• [What is required]: Can you render the lines of the data, from the line holding "Each instance of the bush" through the end of the data, inclusive, as a JSON list of strings, one string per line and no blank lines?

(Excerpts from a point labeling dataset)
===============

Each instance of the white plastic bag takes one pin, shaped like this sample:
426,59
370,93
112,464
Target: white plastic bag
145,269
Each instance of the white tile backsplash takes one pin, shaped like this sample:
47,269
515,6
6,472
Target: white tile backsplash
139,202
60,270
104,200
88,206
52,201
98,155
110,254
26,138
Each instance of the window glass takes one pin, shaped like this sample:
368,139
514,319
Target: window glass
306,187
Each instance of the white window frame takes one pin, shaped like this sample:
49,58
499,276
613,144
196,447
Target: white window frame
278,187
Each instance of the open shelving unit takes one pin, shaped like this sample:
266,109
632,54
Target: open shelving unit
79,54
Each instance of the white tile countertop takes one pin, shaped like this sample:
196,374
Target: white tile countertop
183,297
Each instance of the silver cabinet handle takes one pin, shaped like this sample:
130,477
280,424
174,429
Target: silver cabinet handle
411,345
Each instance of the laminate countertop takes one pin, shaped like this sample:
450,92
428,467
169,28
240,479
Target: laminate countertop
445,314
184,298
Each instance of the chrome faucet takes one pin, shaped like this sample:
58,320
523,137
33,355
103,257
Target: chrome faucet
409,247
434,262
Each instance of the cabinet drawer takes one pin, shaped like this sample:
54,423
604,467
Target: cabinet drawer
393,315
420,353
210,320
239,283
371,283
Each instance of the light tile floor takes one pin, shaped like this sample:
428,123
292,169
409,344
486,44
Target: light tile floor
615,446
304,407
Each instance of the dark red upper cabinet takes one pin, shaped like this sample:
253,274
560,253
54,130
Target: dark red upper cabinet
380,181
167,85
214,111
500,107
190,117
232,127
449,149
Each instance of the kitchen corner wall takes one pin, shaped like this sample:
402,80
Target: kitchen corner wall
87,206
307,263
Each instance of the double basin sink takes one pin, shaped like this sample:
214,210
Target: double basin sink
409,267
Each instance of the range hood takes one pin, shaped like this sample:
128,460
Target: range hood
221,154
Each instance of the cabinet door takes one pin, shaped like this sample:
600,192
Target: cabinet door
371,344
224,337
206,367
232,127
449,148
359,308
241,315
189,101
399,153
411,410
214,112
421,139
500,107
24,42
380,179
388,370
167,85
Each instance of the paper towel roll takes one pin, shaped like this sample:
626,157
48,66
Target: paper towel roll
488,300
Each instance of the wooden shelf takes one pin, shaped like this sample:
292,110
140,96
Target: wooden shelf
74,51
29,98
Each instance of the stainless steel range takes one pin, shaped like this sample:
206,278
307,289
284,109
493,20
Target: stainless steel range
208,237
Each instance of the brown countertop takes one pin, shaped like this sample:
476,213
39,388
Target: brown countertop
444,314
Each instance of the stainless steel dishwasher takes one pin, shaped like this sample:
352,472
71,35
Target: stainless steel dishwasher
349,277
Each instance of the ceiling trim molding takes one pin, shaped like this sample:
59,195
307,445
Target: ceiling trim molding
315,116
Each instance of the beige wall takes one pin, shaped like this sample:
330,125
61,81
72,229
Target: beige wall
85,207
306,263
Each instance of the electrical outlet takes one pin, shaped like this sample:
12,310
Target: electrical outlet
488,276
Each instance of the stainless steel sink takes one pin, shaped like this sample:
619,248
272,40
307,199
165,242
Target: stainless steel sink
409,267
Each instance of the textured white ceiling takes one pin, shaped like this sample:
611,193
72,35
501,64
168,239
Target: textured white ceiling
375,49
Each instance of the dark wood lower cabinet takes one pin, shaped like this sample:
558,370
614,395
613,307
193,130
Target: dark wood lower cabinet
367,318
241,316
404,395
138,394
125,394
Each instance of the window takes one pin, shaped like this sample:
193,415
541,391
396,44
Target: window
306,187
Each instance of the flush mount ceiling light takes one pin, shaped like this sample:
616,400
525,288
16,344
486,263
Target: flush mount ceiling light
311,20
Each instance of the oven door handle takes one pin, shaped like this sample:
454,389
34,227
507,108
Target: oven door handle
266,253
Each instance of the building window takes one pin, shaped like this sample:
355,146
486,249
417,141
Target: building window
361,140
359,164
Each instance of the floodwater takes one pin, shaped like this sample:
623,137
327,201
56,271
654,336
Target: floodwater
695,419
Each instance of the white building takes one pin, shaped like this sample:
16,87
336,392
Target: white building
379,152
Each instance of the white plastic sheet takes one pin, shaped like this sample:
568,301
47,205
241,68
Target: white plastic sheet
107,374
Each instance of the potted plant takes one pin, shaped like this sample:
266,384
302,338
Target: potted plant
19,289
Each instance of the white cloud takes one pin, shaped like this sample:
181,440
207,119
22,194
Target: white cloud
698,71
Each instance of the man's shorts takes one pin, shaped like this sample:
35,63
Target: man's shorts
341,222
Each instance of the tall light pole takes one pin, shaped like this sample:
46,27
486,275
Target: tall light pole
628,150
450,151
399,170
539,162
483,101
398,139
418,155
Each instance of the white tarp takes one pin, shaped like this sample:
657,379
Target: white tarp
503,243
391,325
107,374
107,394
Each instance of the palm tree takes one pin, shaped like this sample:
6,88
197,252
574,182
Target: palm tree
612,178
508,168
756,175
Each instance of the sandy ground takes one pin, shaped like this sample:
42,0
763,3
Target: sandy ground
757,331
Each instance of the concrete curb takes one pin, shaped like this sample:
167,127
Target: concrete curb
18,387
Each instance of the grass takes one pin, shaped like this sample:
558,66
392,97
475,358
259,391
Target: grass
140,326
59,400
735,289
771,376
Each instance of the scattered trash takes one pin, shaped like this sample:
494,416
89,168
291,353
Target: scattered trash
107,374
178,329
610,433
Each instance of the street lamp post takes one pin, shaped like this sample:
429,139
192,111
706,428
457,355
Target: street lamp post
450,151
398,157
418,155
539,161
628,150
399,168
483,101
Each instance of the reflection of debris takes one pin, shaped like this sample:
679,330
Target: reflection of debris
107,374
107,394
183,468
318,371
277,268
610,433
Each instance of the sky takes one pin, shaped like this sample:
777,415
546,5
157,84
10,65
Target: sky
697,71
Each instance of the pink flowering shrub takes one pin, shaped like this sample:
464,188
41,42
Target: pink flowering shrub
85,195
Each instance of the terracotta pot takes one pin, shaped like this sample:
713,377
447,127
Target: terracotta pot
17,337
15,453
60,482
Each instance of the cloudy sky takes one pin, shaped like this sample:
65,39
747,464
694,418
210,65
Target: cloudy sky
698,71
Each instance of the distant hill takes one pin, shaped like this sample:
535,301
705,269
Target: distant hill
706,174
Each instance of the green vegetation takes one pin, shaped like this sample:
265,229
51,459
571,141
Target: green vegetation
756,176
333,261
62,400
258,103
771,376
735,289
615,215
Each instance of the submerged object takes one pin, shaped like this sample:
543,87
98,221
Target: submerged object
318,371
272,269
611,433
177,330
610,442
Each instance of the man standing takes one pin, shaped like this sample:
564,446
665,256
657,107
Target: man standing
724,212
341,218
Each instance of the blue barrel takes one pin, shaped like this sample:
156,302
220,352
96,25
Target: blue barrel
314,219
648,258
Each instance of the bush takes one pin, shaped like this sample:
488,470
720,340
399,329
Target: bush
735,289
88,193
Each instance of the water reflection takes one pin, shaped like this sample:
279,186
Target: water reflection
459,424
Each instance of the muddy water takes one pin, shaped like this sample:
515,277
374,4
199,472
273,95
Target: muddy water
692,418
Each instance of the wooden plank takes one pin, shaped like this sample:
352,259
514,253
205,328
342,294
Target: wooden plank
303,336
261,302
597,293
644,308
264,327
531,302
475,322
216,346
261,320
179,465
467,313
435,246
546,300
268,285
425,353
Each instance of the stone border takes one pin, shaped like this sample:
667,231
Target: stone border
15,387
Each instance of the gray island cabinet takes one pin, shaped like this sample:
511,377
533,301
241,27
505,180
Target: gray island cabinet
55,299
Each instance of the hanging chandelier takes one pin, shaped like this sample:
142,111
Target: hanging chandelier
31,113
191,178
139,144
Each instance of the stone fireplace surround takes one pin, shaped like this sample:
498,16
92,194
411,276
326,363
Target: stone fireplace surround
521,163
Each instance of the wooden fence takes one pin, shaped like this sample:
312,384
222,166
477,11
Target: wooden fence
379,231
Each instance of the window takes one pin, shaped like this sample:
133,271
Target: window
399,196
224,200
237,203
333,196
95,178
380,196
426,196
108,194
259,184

===============

• [Response to the task]:
[
  "Each instance of the bush takes one pin, shaped like this sample:",
  "488,470",
  "720,340",
  "399,329",
  "Target: bush",
  "735,289",
  "88,193",
  "Each instance of the water reflection takes one pin, shaped like this sample:",
  "279,186",
  "Target: water reflection",
  "459,424",
  "Each instance of the muddy water takes one pin, shaped like this sample:",
  "515,277",
  "374,4",
  "199,472",
  "273,95",
  "Target: muddy water",
  "692,418",
  "Each instance of the wooden plank takes one pin, shaped like this sample:",
  "352,259",
  "514,253",
  "205,328",
  "342,294",
  "Target: wooden plank",
  "303,336",
  "261,302",
  "597,293",
  "644,308",
  "264,327",
  "531,302",
  "475,322",
  "216,346",
  "261,320",
  "179,465",
  "467,313",
  "435,246",
  "546,300",
  "268,285",
  "425,353",
  "Each instance of the stone border takes one pin, shaped like this sample:",
  "667,231",
  "Target: stone border",
  "15,387",
  "Each instance of the gray island cabinet takes one pin, shaped like this sample:",
  "511,377",
  "533,301",
  "241,27",
  "505,180",
  "Target: gray island cabinet",
  "55,299",
  "Each instance of the hanging chandelier takes one pin, shaped like this sample:",
  "142,111",
  "Target: hanging chandelier",
  "31,113",
  "191,178",
  "139,144",
  "Each instance of the stone fireplace surround takes one pin, shaped like this sample:",
  "498,16",
  "92,194",
  "411,276",
  "326,363",
  "Target: stone fireplace surround",
  "521,163",
  "Each instance of the wooden fence takes one pin, shaped like this sample:",
  "312,384",
  "222,166",
  "477,11",
  "Target: wooden fence",
  "379,231",
  "Each instance of the window takes one pin, shaped like this sample:",
  "133,271",
  "Target: window",
  "399,196",
  "224,200",
  "237,203",
  "333,196",
  "95,178",
  "380,196",
  "426,196",
  "108,194",
  "259,184"
]